**Description of the task:** Please return each line of the records below that contains the word "chimney". Letter case matters.

**Collected data entries:**
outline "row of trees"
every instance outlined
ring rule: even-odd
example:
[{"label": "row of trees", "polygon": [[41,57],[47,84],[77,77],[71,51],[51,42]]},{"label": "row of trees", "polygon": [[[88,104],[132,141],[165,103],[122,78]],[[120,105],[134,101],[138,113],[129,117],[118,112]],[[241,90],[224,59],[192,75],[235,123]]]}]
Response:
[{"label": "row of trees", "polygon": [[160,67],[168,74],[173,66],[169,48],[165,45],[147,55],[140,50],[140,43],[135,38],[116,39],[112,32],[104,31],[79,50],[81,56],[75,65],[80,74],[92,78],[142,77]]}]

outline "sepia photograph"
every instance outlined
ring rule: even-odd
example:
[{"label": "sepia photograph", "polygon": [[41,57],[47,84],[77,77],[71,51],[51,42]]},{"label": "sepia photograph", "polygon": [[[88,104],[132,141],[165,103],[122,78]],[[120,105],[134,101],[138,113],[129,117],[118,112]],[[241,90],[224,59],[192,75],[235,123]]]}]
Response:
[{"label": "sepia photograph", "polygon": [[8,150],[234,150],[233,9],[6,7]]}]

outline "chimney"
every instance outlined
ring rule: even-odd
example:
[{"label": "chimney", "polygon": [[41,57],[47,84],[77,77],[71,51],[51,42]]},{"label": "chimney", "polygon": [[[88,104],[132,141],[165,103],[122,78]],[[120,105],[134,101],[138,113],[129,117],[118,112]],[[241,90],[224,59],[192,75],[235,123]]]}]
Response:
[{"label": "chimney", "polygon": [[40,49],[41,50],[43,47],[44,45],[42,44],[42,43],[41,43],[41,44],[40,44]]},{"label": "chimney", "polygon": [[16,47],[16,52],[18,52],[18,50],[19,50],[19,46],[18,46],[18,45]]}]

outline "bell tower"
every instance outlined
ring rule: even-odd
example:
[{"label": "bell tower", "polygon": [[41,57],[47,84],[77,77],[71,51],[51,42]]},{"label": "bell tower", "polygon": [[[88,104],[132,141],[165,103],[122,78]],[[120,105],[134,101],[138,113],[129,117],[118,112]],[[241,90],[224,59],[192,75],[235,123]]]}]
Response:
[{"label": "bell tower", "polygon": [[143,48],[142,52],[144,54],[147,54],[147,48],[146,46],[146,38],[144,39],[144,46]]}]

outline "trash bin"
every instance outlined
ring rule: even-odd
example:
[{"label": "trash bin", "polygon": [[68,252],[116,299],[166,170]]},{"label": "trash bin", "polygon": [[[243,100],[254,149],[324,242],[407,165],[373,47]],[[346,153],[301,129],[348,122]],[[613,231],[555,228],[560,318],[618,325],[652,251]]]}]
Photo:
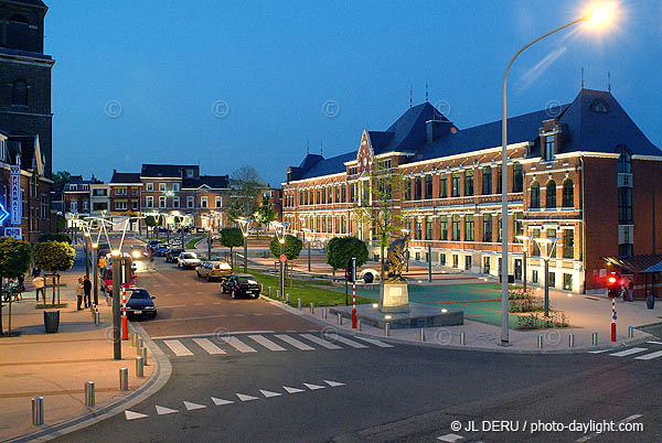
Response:
[{"label": "trash bin", "polygon": [[47,334],[57,332],[60,328],[60,311],[44,311],[44,328]]}]

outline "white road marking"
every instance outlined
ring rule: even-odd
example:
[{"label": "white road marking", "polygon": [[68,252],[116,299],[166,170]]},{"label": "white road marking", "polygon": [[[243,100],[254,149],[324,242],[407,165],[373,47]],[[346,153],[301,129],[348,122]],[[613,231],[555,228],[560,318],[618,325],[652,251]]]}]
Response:
[{"label": "white road marking", "polygon": [[239,341],[237,337],[221,337],[221,339],[227,343],[229,346],[237,349],[239,353],[257,353],[254,348]]},{"label": "white road marking", "polygon": [[662,357],[662,350],[656,350],[654,353],[640,355],[639,357],[634,357],[636,360],[652,360],[653,358]]},{"label": "white road marking", "polygon": [[205,404],[191,403],[190,401],[184,401],[184,406],[186,407],[188,411],[193,411],[195,409],[204,409],[204,408],[206,408]]},{"label": "white road marking", "polygon": [[333,343],[331,343],[331,342],[328,342],[328,341],[325,341],[325,339],[323,339],[323,338],[316,337],[316,336],[314,336],[314,335],[312,335],[312,334],[299,334],[299,335],[300,335],[301,337],[306,338],[306,339],[309,339],[309,341],[311,341],[311,342],[313,342],[313,343],[317,343],[317,344],[318,344],[318,345],[320,345],[320,346],[323,346],[323,347],[325,347],[327,349],[342,349],[342,347],[340,347],[340,346],[338,346],[338,345],[334,345]]},{"label": "white road marking", "polygon": [[375,346],[380,346],[380,347],[393,347],[393,345],[389,345],[388,343],[384,343],[384,342],[380,342],[378,339],[374,339],[374,338],[366,338],[366,337],[356,337],[359,339],[362,339],[363,342],[367,342],[371,345],[375,345]]},{"label": "white road marking", "polygon": [[214,404],[216,406],[223,406],[223,404],[232,404],[234,403],[234,401],[229,401],[229,400],[223,400],[223,399],[217,399],[215,397],[212,397],[212,401],[214,402]]},{"label": "white road marking", "polygon": [[263,396],[265,396],[266,398],[270,398],[270,397],[280,397],[282,396],[282,393],[280,392],[271,392],[271,391],[266,391],[264,389],[259,390],[261,392]]},{"label": "white road marking", "polygon": [[164,408],[164,407],[160,407],[160,406],[158,406],[158,404],[156,406],[156,408],[157,408],[157,413],[158,413],[159,415],[163,415],[163,414],[167,414],[167,413],[175,413],[175,412],[179,412],[177,409]]},{"label": "white road marking", "polygon": [[306,343],[299,342],[298,339],[292,338],[289,335],[276,334],[275,337],[278,337],[281,341],[284,341],[285,343],[288,343],[288,344],[292,345],[297,349],[301,349],[301,350],[314,350],[314,348],[312,346],[308,346]]},{"label": "white road marking", "polygon": [[213,344],[209,338],[193,338],[193,342],[195,342],[197,346],[206,350],[207,354],[225,354],[225,350],[221,349],[218,346]]},{"label": "white road marking", "polygon": [[361,348],[366,348],[366,347],[367,347],[367,346],[365,346],[365,345],[364,345],[364,344],[362,344],[362,343],[356,343],[356,342],[354,342],[354,341],[351,341],[351,339],[349,339],[349,338],[342,337],[342,336],[340,336],[340,335],[337,335],[337,336],[335,336],[335,341],[338,341],[338,342],[340,342],[340,343],[344,343],[345,345],[350,345],[350,346],[352,346],[352,347],[355,347],[355,348],[357,348],[357,349],[361,349]]},{"label": "white road marking", "polygon": [[287,393],[297,393],[297,392],[303,392],[303,389],[299,389],[299,388],[290,388],[287,386],[284,386],[282,389],[285,389],[287,391]]},{"label": "white road marking", "polygon": [[145,419],[146,417],[149,417],[149,415],[140,413],[140,412],[129,411],[127,409],[125,411],[125,417],[126,417],[127,420],[136,420],[136,419]]},{"label": "white road marking", "polygon": [[277,345],[276,343],[271,342],[267,337],[263,337],[261,335],[249,335],[248,337],[253,338],[269,350],[287,350],[282,346]]},{"label": "white road marking", "polygon": [[242,400],[242,401],[257,400],[257,397],[253,397],[253,396],[246,396],[245,393],[237,393],[237,397],[238,397],[238,398],[239,398],[239,400]]},{"label": "white road marking", "polygon": [[192,352],[190,352],[186,346],[182,345],[182,342],[180,342],[179,339],[167,339],[163,342],[166,344],[166,346],[168,346],[170,348],[170,350],[172,350],[174,353],[174,355],[177,355],[178,357],[182,357],[185,355],[193,355]]}]

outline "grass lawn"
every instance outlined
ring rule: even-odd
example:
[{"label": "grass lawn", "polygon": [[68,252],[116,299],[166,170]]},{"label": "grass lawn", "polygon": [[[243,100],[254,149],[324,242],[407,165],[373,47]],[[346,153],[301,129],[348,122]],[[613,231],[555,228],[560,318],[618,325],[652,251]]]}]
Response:
[{"label": "grass lawn", "polygon": [[[263,284],[263,295],[269,296],[269,287],[271,287],[271,299],[276,300],[276,290],[280,289],[278,278],[255,270],[248,270],[255,275],[256,280]],[[306,280],[287,280],[285,292],[290,294],[290,306],[297,306],[297,299],[301,299],[301,306],[310,306],[314,303],[316,306],[338,306],[344,305],[344,293],[331,289],[332,284],[325,281],[306,281]],[[352,294],[350,288],[350,303],[352,303]],[[356,296],[356,304],[374,303],[374,300],[363,296]]]}]

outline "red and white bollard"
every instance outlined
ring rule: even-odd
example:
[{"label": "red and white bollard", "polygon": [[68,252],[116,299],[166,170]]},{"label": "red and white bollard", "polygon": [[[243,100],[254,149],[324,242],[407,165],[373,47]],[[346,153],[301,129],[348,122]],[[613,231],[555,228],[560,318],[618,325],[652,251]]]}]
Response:
[{"label": "red and white bollard", "polygon": [[356,328],[356,282],[352,283],[352,329]]},{"label": "red and white bollard", "polygon": [[611,299],[611,342],[616,342],[616,299]]}]

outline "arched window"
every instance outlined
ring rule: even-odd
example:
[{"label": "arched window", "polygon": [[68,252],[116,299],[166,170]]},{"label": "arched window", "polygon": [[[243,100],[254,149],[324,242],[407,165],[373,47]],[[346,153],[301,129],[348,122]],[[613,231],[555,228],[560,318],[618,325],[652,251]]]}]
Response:
[{"label": "arched window", "polygon": [[524,190],[524,171],[520,163],[513,164],[513,192]]},{"label": "arched window", "polygon": [[531,184],[531,205],[532,209],[541,208],[541,185],[538,182],[533,182]]},{"label": "arched window", "polygon": [[547,202],[545,204],[545,207],[547,209],[554,209],[556,208],[556,182],[551,180],[547,182],[547,190],[546,190],[546,196],[547,196]]},{"label": "arched window", "polygon": [[570,179],[563,184],[563,207],[575,206],[575,185]]}]

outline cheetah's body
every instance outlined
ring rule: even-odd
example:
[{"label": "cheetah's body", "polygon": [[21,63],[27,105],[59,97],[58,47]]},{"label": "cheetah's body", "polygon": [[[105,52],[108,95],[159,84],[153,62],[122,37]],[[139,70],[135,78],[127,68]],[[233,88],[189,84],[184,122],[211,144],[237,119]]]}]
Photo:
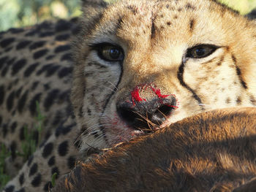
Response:
[{"label": "cheetah's body", "polygon": [[[78,158],[75,140],[83,153],[206,110],[256,105],[254,22],[211,0],[131,0],[87,8],[74,44],[75,64],[68,41],[77,24],[1,34],[1,126],[8,130],[3,141],[18,148],[22,127],[35,122],[37,100],[46,115],[43,137],[50,135],[7,192],[47,191],[51,174],[64,174]],[[202,47],[208,54],[197,57]]]}]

**Written answer:**
outline "chimney"
[{"label": "chimney", "polygon": [[41,57],[47,84],[77,77],[71,51],[51,42]]},{"label": "chimney", "polygon": [[[88,104],[132,141],[165,103],[122,78]],[[120,105],[134,101],[138,113],[129,117],[118,112]],[[241,90],[224,59],[192,75],[235,123]]]}]
[{"label": "chimney", "polygon": [[40,49],[41,50],[43,47],[44,45],[42,44],[42,43],[41,43],[41,44],[40,44]]},{"label": "chimney", "polygon": [[16,47],[16,52],[18,52],[18,50],[19,50],[19,46],[18,46],[18,45]]}]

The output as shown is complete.